* Data to use:
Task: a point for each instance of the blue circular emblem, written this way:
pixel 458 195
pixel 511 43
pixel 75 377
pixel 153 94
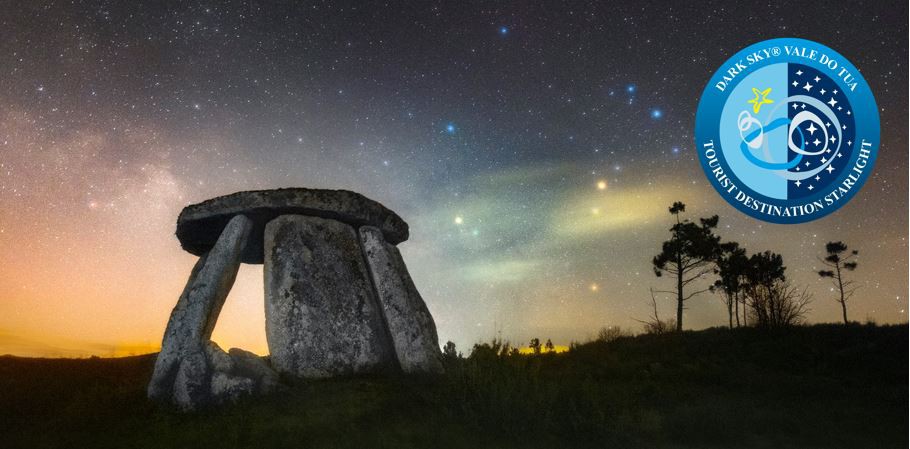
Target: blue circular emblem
pixel 787 130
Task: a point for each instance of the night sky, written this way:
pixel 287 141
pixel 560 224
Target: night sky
pixel 533 149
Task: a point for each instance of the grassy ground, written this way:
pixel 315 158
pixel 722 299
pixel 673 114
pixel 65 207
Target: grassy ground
pixel 814 387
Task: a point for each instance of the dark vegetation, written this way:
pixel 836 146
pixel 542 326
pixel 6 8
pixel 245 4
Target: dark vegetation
pixel 823 386
pixel 694 256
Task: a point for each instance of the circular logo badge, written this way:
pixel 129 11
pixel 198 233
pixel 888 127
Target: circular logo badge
pixel 787 130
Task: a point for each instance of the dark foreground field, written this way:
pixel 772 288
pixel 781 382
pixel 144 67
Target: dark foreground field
pixel 815 387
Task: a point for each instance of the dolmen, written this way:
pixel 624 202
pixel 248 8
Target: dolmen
pixel 338 296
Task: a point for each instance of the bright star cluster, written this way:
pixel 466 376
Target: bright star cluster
pixel 533 149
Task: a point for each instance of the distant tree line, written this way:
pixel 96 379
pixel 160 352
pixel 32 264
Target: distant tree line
pixel 754 288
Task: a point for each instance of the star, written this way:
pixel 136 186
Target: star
pixel 758 102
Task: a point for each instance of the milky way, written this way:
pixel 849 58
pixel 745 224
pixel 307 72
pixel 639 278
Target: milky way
pixel 534 150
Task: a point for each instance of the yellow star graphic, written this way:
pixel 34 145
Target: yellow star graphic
pixel 756 102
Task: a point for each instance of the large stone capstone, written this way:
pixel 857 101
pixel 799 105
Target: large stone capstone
pixel 199 225
pixel 339 299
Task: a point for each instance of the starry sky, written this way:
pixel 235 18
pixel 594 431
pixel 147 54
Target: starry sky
pixel 532 147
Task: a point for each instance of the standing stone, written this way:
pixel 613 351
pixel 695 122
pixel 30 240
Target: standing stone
pixel 322 318
pixel 410 323
pixel 182 370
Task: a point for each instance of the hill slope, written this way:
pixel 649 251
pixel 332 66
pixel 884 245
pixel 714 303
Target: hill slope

* Stated goal: Rewrite the rows from the line containing "Task: a point for each instance of the starry" through the end of the rows, with "standing stone" swapped for "menhir" and nothing else changed.

* Response:
Task: a point for each instance of the starry sky, written this way:
pixel 235 18
pixel 594 431
pixel 147 54
Target: starry sky
pixel 532 147
Task: a point for each instance of the menhir, written this way:
pixel 613 351
pixel 695 122
pixel 30 240
Target: menhir
pixel 322 318
pixel 410 323
pixel 182 370
Task: a point for each instance of the hill slope, written this way:
pixel 649 251
pixel 332 66
pixel 884 245
pixel 714 303
Target: hill slope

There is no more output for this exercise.